> **RECORDS FOR PROCESSING**:
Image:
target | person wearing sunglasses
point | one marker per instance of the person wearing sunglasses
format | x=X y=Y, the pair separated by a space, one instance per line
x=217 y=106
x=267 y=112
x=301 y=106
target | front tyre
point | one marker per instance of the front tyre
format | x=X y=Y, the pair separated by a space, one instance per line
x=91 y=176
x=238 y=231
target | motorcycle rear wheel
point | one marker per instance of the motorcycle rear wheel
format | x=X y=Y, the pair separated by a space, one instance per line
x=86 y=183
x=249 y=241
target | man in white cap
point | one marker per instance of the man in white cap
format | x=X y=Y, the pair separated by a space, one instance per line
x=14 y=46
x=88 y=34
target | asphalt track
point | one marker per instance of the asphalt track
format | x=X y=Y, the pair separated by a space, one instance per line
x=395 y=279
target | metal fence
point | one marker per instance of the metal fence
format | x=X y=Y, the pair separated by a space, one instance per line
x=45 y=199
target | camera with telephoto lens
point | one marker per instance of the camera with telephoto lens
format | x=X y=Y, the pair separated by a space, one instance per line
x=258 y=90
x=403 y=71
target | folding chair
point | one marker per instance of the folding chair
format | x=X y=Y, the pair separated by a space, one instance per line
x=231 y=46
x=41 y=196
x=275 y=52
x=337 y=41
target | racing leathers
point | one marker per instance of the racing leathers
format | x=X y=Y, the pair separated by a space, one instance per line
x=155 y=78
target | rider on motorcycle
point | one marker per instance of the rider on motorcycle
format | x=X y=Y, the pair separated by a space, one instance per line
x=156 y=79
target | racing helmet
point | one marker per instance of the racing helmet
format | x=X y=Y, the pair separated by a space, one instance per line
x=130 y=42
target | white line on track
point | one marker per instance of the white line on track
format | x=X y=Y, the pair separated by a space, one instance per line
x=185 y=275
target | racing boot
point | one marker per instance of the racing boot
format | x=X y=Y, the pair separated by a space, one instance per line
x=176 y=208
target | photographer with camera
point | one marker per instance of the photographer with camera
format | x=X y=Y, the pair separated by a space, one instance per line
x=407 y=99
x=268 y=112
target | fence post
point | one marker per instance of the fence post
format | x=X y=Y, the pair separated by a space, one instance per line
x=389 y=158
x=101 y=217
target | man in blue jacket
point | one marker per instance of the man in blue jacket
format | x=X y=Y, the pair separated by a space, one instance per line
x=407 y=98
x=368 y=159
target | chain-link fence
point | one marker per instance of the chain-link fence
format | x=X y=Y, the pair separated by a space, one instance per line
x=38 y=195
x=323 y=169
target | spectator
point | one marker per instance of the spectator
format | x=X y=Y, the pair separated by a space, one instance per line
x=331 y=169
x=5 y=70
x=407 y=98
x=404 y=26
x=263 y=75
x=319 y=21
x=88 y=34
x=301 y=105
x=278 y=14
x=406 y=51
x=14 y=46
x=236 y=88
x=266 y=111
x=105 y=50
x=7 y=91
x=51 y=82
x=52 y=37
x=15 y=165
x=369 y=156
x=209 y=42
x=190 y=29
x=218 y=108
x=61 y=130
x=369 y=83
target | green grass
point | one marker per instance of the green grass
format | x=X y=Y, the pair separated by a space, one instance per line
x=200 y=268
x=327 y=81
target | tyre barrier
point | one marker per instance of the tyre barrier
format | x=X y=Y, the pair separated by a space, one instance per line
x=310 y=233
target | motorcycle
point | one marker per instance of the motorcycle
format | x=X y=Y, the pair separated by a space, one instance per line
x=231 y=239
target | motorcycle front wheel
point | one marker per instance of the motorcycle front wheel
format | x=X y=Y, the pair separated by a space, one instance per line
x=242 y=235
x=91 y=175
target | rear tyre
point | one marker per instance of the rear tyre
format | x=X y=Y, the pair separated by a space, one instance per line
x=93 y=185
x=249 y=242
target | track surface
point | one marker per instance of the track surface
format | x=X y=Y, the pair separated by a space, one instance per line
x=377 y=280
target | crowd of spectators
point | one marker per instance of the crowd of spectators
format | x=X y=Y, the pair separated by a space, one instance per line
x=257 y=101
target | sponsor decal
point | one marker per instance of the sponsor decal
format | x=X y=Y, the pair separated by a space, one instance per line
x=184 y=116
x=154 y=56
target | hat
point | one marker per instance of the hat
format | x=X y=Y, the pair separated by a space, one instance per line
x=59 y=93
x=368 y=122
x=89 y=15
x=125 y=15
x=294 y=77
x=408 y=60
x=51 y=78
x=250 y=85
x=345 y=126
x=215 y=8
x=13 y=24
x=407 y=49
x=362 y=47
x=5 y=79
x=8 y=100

> **TO BE DONE**: Rewrite all the records above, swapping every "marker" for "dot" and leaving everything else unchanged.

> **WORKED SOLUTION**:
Image:
target | person wearing sunglasses
point | one dot per instance of the person wearing sunglasses
format | x=X y=Y, the pair separated by a space, one instance per line
x=217 y=106
x=267 y=112
x=301 y=106
target | front tyre
point | one dot per instance of the front tyre
format | x=X y=Y, the pair separated by a space, one instance per line
x=91 y=176
x=238 y=231
target | motorcycle rear wheel
point | one dot per instance of the motorcycle rear wheel
format | x=X y=Y, the pair separated by a space, one instance per line
x=86 y=183
x=249 y=241
target | man in white cap
point | one dot per instance of the man in white cap
format | x=X y=Y, the pair separated by a space, one instance per line
x=14 y=46
x=88 y=34
target | asphalt track
point | one dot per instance of the asphalt track
format | x=X y=Y, the pair separated by a space, one instance per line
x=395 y=279
target | metal fence
point | one dot per instance of the metal fence
format | x=X y=Y, the pair separated by a space, one instance per line
x=45 y=199
target | camera with telephoto lens
point | one dot per instance of the camera with telephoto lens
format | x=X y=Y, the pair separated by a space, one instance per line
x=258 y=90
x=403 y=71
target | folding chair
point | one dot per instance of the folding chair
format | x=X y=Y, the pair separated by a space, one instance per line
x=231 y=46
x=41 y=196
x=275 y=52
x=337 y=41
target | racing leathers
point | one dot per instance of the racing leathers
format | x=X y=Y, the pair separated by a space, one instance per line
x=155 y=78
target | rider on motorcycle
point | one dot per instance of the rider on motorcycle
format | x=X y=Y, the pair separated by a space, one instance per line
x=156 y=79
target | racing helmet
point | one dot per instance of the racing helmet
format | x=X y=Y, the pair separated by a space, one instance per line
x=130 y=42
target | white line on track
point | one dot per instance of the white line on track
format | x=X y=Y, the pair separated by a space, one instance per line
x=185 y=275
target | racing boot
point | one dot per instance of the racing boot
format | x=X y=Y, the pair separated by a space, one instance per line
x=176 y=208
target | photographer with camera
point | one dot per instance of the photographer with camera
format | x=X y=Y, the pair separated by a space, one instance per line
x=407 y=99
x=268 y=112
target | fence post
point | one dot per instance of the fence post
format | x=X y=Y, the pair separated by a space, one instance per line
x=389 y=158
x=101 y=217
target | man in blue jacket
point | one dot per instance of the man in blue jacket
format | x=X y=Y, the pair separated by a space, one instance per line
x=407 y=98
x=368 y=159
target | chain-link fence
point | one dot per instance of the chain-link fence
format | x=X y=Y, the pair separated by a space, one instance per line
x=38 y=195
x=323 y=169
target | spectator
point | one dot per instance of the spectator
format | x=X y=Y, the pair separated by a space, one instance per line
x=331 y=169
x=5 y=70
x=407 y=98
x=404 y=26
x=263 y=75
x=319 y=21
x=88 y=34
x=301 y=105
x=278 y=14
x=406 y=51
x=14 y=46
x=236 y=88
x=266 y=111
x=105 y=50
x=7 y=91
x=51 y=82
x=52 y=37
x=15 y=165
x=369 y=156
x=209 y=42
x=190 y=29
x=218 y=108
x=61 y=130
x=369 y=83
target | green grass
point | one dot per instance of the green grass
format | x=X y=Y, the pair separated by a space, one instance per line
x=200 y=268
x=327 y=81
target | tyre barrier
point | one dot per instance of the tyre barrier
format | x=X y=Y, the pair separated by a space, one instance per line
x=310 y=233
target | motorcycle
point | one dot per instance of the motorcycle
format | x=X y=Y, the pair separated by a space, one instance per line
x=231 y=239
target | motorcycle front wheel
point | one dot per instance of the motorcycle front wheel
format | x=X y=Y, the pair separated by a space, one instance per line
x=242 y=235
x=91 y=175
target | rear tyre
point | one dot per instance of the rear tyre
format | x=X y=Y, the pair separated by a space, one instance per line
x=93 y=185
x=249 y=242
target | track surface
point | one dot per instance of the track surface
format | x=X y=Y, the pair separated by a space, one instance per line
x=377 y=280
target | crowd of spectators
point | one dot per instance of the crowd of spectators
format | x=X y=Y, the pair separated by a space, one instance per line
x=257 y=101
target | sponsor decal
point | one dot per instance of the sponsor decal
format | x=X y=Y, the pair separated by a space, one instance per line
x=184 y=116
x=154 y=56
target | hat
point | one dot per instance of the hat
format | x=X y=Y, the pair separated by a space, one instance per line
x=59 y=93
x=368 y=122
x=89 y=15
x=125 y=15
x=294 y=77
x=408 y=60
x=51 y=78
x=250 y=85
x=345 y=126
x=215 y=8
x=13 y=24
x=407 y=49
x=362 y=47
x=5 y=79
x=8 y=100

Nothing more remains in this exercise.